EXERCÍCIOS A RESOLVER.
**A)** De acordo com o texto sobre o filme Os Guardiões, quais são os poderes de Ksenia?
**B)** Por favor, indique se cada afirmação concorda com o texto sobre o filme Os Guardiões, respondendo sim ou não e citando as palavras decisivas do texto: (i) Ler luta com um chicote magnético. (ii) O filme abre com um monólogo do professor Kuratov. (iii) Os heróis vivem há cinquenta anos à margem da sociedade.

TEXTO.
________________________

No início, deparamos com um monólogo didático do Major-general Nikolay Dolgov que funciona para narrar a sinopse do longa e explicar o contexto que seremos inseridos. E o filme já começa a errar em seus primeiros 5 minutos. A dublagem do russo para o inglês, supera as novelas mexicanas. Som e imagem se tornam inimigos mortais e não sabemos para qual dar atenção. Se possível, opte por ver em russo. Então Os Guardiões nos dá uma lição de tudo o que fazer na produção de um filme ruim. Primeiro não deve-se demitir todos os roteiristas, até porque necessário, não é mesmo? Aquilo que aparenta ser uma história é jogada no público: encontrar os heróis que viviam “escondidos” é ridiculamente fácil e convencê-los é como dar doce pra criança.
Todos os clichês se reúnem num festival novelesco e parecem precisar estar lá independente se fazem sentido ou se pretendem ser resolvidos. Tudo gira em torno do grande plano maligno de dominar o mundo do vilão, que triunfa sobre o esquadrão num piscar de olhos. O enredo simplório não chega nem a ser atrativo. O tempo dos acontecimentos torna desconexo com a realidade. Por exemplo: o professor Kuratov conquista Moscou rapidamente e sem nenhum impedimento, enquanto os quarteto está treinando com bonecos de madeira. E ninguém faz nada. Há também erros como aprisioná-los junto com suas armas. Que falha tola, não é mesmo?
Os poderes dos heróis são uma combinação de vários típicos das HQs populares. Ler, vivido por Sebastien Sisak, também tido como líder do grupo, tem o poder de controlar minérios e usa um chicote magnético para lutar. Khan (Sanjar Madi) é uma espécie de ninja-flash-teletransportador e Arsus, que ganha vida pelo ator Anton Pampushnyy, é um cientista que tem o poder de se transformar em meio-urso (um urso com músculos humanos) ou em um urso completo. Por fim, a única mulher e a personagem que completa o quarteto, Ksenia (Alina Lanina) tem o poder de ficar invisível em contato com a água e de controlar sua temperatura. Todos são sobreviventes dos experimentos da Guerra Fria e vivem há cinquenta anos à margem da sociedade.

________________________

Linhas do conjunto de dados de apontamento de objetos:
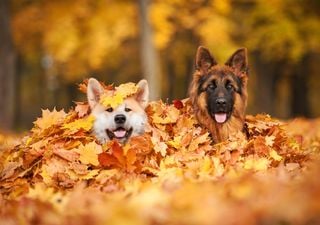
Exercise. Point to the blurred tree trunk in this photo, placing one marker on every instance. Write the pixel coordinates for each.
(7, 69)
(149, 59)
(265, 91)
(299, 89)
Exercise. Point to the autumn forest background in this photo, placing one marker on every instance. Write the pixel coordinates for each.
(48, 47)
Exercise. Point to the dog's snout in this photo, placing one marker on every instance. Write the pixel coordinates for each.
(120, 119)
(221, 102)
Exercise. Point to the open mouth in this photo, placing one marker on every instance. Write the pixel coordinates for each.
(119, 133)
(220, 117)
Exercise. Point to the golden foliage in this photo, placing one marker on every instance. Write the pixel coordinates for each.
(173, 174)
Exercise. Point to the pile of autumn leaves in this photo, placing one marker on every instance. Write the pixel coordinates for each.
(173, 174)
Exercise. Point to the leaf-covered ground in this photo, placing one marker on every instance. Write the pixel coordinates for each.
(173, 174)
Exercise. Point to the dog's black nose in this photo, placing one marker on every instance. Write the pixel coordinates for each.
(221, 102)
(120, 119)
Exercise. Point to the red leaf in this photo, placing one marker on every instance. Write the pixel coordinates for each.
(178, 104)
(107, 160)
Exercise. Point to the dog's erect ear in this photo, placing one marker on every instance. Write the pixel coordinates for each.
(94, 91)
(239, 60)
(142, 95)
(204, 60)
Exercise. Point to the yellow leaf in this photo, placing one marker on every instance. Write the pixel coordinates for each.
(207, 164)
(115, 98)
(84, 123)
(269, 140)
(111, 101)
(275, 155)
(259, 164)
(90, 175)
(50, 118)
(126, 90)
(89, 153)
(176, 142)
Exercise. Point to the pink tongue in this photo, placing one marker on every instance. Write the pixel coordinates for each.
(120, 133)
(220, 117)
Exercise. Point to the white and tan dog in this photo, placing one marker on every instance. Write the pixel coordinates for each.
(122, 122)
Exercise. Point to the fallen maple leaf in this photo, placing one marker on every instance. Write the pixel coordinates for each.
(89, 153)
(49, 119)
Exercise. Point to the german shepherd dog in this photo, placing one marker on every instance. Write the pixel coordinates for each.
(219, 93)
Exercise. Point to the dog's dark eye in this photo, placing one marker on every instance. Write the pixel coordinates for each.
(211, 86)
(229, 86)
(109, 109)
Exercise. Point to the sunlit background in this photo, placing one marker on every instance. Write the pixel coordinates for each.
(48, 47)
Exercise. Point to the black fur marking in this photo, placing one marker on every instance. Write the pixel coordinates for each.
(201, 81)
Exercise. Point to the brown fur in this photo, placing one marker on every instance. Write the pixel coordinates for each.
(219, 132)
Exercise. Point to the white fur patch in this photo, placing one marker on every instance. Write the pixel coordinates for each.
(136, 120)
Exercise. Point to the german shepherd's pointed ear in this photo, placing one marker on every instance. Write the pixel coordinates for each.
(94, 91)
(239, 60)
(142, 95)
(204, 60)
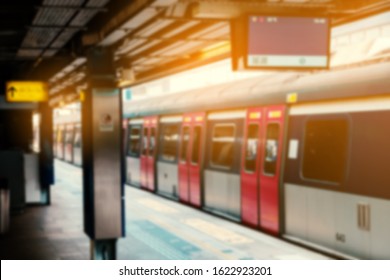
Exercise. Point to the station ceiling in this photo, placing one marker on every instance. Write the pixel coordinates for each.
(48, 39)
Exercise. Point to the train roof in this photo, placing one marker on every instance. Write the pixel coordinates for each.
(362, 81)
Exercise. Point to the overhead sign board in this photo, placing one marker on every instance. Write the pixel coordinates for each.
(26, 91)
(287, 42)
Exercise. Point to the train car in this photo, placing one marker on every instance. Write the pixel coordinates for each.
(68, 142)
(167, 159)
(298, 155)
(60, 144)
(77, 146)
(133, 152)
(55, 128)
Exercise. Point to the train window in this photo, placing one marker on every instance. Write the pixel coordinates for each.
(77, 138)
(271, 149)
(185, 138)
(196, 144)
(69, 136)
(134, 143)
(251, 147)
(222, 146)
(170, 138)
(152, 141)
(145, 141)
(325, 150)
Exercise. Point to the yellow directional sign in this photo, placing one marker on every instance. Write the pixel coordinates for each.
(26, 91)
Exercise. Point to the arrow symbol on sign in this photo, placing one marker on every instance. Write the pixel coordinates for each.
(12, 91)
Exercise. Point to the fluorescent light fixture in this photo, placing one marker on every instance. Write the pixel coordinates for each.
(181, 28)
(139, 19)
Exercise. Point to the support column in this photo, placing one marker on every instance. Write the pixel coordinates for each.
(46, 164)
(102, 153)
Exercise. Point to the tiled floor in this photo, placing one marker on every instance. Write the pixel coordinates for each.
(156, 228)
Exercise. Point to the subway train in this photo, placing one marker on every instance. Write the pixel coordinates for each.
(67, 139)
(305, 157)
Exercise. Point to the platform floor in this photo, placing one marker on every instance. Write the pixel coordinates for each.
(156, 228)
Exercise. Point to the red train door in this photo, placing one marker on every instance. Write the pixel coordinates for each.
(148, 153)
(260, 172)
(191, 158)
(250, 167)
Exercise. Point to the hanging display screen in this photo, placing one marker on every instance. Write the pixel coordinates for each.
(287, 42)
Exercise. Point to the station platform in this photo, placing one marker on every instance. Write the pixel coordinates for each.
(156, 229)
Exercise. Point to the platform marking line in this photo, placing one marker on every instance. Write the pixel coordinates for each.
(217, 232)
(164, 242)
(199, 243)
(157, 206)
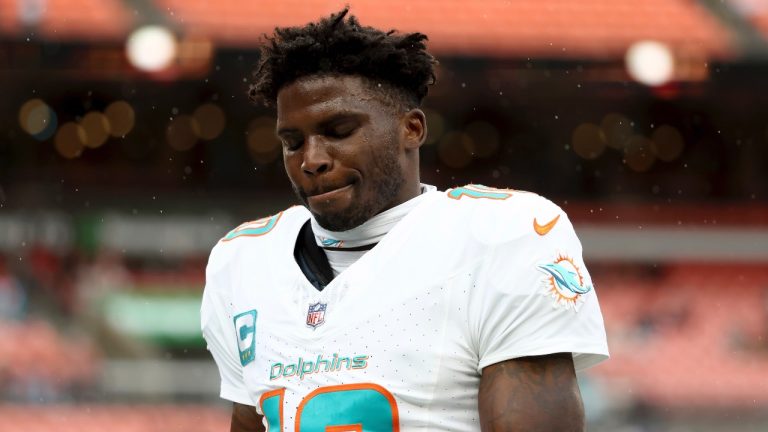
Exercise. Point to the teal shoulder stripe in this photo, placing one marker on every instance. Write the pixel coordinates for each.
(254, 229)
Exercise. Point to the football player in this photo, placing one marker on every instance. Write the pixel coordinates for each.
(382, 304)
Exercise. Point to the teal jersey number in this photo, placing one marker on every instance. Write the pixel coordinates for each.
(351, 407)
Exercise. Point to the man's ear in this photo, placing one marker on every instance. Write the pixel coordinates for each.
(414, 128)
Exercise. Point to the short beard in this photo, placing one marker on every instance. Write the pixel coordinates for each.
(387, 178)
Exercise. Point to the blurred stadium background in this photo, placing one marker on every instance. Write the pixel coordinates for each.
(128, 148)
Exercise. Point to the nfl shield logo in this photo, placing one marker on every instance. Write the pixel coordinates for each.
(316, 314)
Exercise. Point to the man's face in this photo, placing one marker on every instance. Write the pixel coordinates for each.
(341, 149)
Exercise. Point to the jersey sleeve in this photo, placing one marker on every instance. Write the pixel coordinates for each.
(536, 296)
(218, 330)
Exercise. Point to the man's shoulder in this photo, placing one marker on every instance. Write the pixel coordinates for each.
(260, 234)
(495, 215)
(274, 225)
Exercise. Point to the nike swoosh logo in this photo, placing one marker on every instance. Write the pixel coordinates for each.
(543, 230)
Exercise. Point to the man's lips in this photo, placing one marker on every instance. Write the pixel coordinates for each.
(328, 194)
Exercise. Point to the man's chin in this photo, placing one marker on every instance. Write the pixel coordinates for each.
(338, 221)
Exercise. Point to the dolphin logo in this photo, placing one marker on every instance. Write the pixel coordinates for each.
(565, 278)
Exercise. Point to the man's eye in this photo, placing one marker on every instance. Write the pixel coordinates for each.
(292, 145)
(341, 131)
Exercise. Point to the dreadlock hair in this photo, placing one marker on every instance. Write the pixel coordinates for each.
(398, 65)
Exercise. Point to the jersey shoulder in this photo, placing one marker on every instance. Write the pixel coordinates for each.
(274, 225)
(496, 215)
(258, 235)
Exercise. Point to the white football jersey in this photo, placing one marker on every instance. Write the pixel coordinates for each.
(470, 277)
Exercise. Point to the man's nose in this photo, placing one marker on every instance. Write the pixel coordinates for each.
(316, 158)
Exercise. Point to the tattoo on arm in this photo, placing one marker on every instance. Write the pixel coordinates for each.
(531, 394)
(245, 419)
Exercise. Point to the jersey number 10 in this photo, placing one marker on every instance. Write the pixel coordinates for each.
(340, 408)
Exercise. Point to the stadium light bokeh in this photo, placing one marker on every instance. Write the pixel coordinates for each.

________________________

RESPOSTAS DO EXERCÍCIO.
**A)** Ela fica invisível em contato com a água e controla sua temperatura.

**B)**
(i) Sim: "usa um chicote magnético para lutar".
(ii) Não: "um monólogo didático do Major-general Nikolay Dolgov".
(iii) Sim: "vivem há cinquenta anos à margem da sociedade".